* 抽出テキスト
----------------------------------------

『フジ三太郎』 褒め褒め小論  (下)

フジ三太郎」入門(4) 「戦争のこと、まだ影響してる」

フジ三太郎」の作者サトウサンペイさんは昭和ヒトケタのまさに戦中派。真珠湾攻撃の翌年に旧制中学に入りました。「フジ三太郎」には、どうやらそんなサンペイさんの「戦争体験」が色濃く投影しているようです。

1年生のときはイモ畑の開墾、2年生になると授業は半分に減って防空壕掘り、3年生になると戦局はますます厳しくなって、陸軍造兵廠で高射砲の弾丸づくり。昼夜2交代勤務で、ほとんど「旋盤工」のような生活――これがサンペイさんの中学時代です。

でも、翌朝帰るまでは、自分の家が焼けたかどうか、だれにもわからない。軍需工場で働いていたわけですから、超低空を飛んでくる米軍機の機銃掃射を何度も受けたそうです。


そして、昭和20年8月15日の終戦の翌朝、爽やかにに晴れ渡った空の下で、天皇陛下玉音放送を聴き、学徒動員は解散され、とりあえず3週間ほど家に帰って、9月の中ごろに学校へ来るように言われたそうです。


9月のその日、何年かぶりに鉛筆とノートを背嚢に入れて、焼け跡の中を学校へと向かいます。ゲートルを巻かずに歩くのは中学に入ってから初めて。足もとが軽すぎてふわふわと頼りない。
先生が教室に入って来て、戦後1本目のチョークで文字を書く。先生が何か言っている。でも耳には入らない。ただ、目にぼんやりと黒板の4文字が映っていた。そこには今まで聞いたこともない「民主主義」という文字が書いてあった・・・。

以上はサンペイさんが母校の生野中学(生野高校)の校友会誌に寄せた「昭和二十年九月某日」という文章の要約です。原文は緊張感のある名文です。後に角川書店が出した教科書「高等学校総合国語Ⅰ」に収録されたそうです。電子版『フジ三太郎サトウサンペイ』の昭和46年版のインタビューに再録されています。

旧制中学の制帽にあこがれて入学したのに1度もかぶることなく、「土方と工員」の生活に明け暮れた中学時代。サンペイさんの戦後とは同時代の多くの日本人と同じように、そうした「どん底」からの再出発、再構築でした。それは「昭和の日本」そのものの姿にほかなりません。



フジ三太郎」入門(5)

「共感と郷愁の交錯」


フジ三太郎」を読んで「共感」と「郷愁」が交錯する人が多いのではないでしょうか。電話ひとつとっても、「長電話」のシーンでは、まだ電話にコードが付いています。公衆電話も健在です。そして変わったのは多分、そうした身の回りの生活用品だけではないはずです。

映画などで昔の名作を見直すと、複雑な思いにかられることがあります。たとえば小津安二郎監督の作品。登場人物の非常に細やかな気遣い、さりげない会話の中に漂う独特の情感。戦争で焦土となったにもかかわらず、なお人々の振る舞いに残る美徳――。

----------------------------------------

* 取り組む課題
a - 『フジ三太郎』論によると、サンペイさんは中学3年生のとき陸軍造兵廠で何を作っていましたか？
b - 『フジ三太郎』論にある「原文は緊張感のある名文です。」という一文を英語に訳してください。

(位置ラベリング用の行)
----------------------------------------

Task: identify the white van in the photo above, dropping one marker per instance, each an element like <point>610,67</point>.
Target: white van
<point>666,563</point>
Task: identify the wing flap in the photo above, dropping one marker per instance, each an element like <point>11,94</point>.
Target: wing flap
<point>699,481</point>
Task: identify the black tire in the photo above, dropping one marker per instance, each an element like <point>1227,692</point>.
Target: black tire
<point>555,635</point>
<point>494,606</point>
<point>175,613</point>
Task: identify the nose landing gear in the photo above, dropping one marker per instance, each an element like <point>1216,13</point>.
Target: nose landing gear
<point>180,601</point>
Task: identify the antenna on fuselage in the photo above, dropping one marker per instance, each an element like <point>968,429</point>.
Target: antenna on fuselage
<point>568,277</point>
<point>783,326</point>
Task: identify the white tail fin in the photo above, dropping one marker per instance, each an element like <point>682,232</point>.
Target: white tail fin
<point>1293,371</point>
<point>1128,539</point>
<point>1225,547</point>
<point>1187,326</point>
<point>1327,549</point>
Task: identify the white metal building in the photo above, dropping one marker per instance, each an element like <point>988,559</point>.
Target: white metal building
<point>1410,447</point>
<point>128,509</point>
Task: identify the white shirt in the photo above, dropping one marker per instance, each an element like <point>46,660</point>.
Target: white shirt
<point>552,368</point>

----------------------------------------

* 演習の解答
a - 高射砲の弾丸です。

b - The original text is a superb piece of writing full of tension.